EXTRAIT CITÉ:
________________________

En 1907, dans L’Émigré, le romancier catholique Paul Bourget relate le cas de conscience d’un officier au moment des inventaires des biens ecclésiastiques, lors de la séparation des Églises et de l’État. Le lieutenant en question choisit de « briser son épée », c’est-à-dire de renoncer à la carrière des armes, plutôt que d’exécuter des ordres visant à assurer le bon déroulement de l’inventaire d’une église, qui heurtent ses convictions religieuses. Cette fiction littéraire fait écho à ce qu’ont accompli en 1906 une vingtaine d’officiers alléguant leur conscience, leur honneur et leur foi pour refuser de telles missions. En revanche, la majorité des militaires requis ont exécuté le maintien de l’ordre attendu, même si certains d’entre eux pouvaient en réprouver l’esprit ou la légitimité, en invoquant le respect de la discipline et le devoir. Dans quelle mesure les références aux notions de valeur et de vertu pourraient-elles éclairer ces différentes attitudes ? La première a une dimension éthique qui renvoie à ce que ces officiers jugent estimable ; la seconde recouvre des qualités reconnues, comme le courage et la conformité à un idéal. La présentation du cadre d’intervention de l’armée, puis des comportements des officiers et enfin de leurs légitimations permettra d’en mesurer la portée.
- Un cadre d’intervention réglementé
La loi de séparation des Églises et de l’État (1905) a prescrit la création d’associations cultuelles destinées à recevoir et à gérer les biens ecclésiastiques, dont les lieux de culte, qui appartenaient auparavant à l’État, aux départements ou aux communes. À cette fin, il devait être procédé à leur « inventaire descriptif et estimatif », une disposition technique adoptée d’ailleurs sans polémique lors du débat parlementaire. Mais une instruction d’application de janvier 1906 prévoit que les agents qui allaient en être chargés puissent demander, le cas échéant, l’« ouverture des tabernacles ». Cette mesure suscite en particulier l’opposition d’une partie du clergé et des fidèles, qui perçoivent alors les inventaires comme un sacrilège, une profanation, voire les prémices d’une spoliation rappelant la Révolution. La quasi-totalité des contestations émanent des catholiques, les protestants et les juifs acceptant globalement la séparation.

________________________

DONNÉES FOURNIES:
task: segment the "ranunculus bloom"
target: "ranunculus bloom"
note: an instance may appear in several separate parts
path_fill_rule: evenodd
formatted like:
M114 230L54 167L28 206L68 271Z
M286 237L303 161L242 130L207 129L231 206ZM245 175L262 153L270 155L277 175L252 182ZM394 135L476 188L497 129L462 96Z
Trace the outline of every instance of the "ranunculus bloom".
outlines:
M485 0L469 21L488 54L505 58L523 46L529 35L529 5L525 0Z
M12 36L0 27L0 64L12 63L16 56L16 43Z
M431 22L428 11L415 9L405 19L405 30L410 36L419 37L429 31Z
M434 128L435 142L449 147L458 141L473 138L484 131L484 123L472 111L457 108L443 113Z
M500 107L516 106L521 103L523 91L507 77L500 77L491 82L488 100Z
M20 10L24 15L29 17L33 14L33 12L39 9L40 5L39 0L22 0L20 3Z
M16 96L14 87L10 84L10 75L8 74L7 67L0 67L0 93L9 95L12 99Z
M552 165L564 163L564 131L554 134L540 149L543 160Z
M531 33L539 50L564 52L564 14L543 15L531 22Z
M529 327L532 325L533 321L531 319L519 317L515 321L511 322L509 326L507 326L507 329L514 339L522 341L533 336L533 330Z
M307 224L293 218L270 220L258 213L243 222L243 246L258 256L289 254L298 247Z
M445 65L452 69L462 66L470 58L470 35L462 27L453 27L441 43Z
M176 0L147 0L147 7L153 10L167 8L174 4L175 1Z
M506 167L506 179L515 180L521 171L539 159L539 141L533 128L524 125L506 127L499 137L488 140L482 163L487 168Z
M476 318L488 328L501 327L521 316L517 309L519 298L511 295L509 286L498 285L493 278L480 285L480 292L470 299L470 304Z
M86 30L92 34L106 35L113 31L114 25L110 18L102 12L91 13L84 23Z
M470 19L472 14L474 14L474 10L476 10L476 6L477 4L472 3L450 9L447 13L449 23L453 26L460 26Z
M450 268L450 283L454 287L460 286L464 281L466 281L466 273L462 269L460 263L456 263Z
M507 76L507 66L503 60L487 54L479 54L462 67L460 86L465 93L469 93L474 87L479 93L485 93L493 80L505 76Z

________________________

À COMPLÉTER:
• a. D'après l'extrait sur les inventaires des biens ecclésiastiques, combien d'officiers ont refusé ces missions en 1906 ?
• b. Poursuivez, s'il vous plaît, l'extrait sur les inventaires des biens ecclésiastiques à la suite de sa dernière phrase.
Les enregistrements constituent un matériau à part.

CORRIGÉS:
• a. Une vingtaine d'officiers.

• b.
Si la plupart des inventaires s’effectuent dans le calme, quelques-uns néanmoins donnent lieu à des manifestations et à des blocages d’églises dans plusieurs régions rurales, catholiques et périphériques, dont la Bretagne, la Flandre et le sud du Massif central. Les incidents se produisent surtout après les opérations agitées et médiatisées de quelques paroisses parisiennes, et la condamnation pontificale de la séparation au début du mois de février 1906. Afin de prévenir ou de contenir les troubles lorsque les forces de police ou de gendarmerie risquent d’être dépassées, les préfets requièrent l’armée, comme ils le font habituellement pour le maintien de l’ordre lors de grèves ouvrières ou comme ils ont procédé aussi face à l’agitation provoquée par l’application des lois de 1901 et de 1904 sur les congrégations religieuses. Toutefois, la mort d’un homme à Boeschèpe (Nord), le 6 mars 1906, entraîne la chute du gouvernement puis la suspension des inventaires jusqu’en novembre suivant. L’armée est à nouveau requise à la fin de cette année pour des expulsions de séminaires et d’évêchés, que l’Église perd à la suite de son refus d’instituer les associations cultuelles.
Les principes et les modalités de la réquisition de la force armée contre les attroupements, applicables lors des inventaires, sont définis par les lois des 10 juillet et 26 juillet-3 août 1791, que précisent de nombreux textes ultérieurs, dont une instruction du 24 juin 1903 ainsi que les circulaires des 15 janvier 1905 et 20 mars 19061. Ces documents déterminent la territorialité des procédures et fondent la suprématie de l’autorité civile requérante, qui fixe l’objet de la réquisition, vis-à-vis du militaire requis, chargé de l’exécution des mesures ; mais la concertation préalable entre les deux est également demandée. Pour éviter d’éventuelles interrogations ou contestations juridiques de la part des exécutants, les réquisitions civiles sont assimilées à des ordres militaires à partir de 1906. L’usage des armes est étroitement circonscrit.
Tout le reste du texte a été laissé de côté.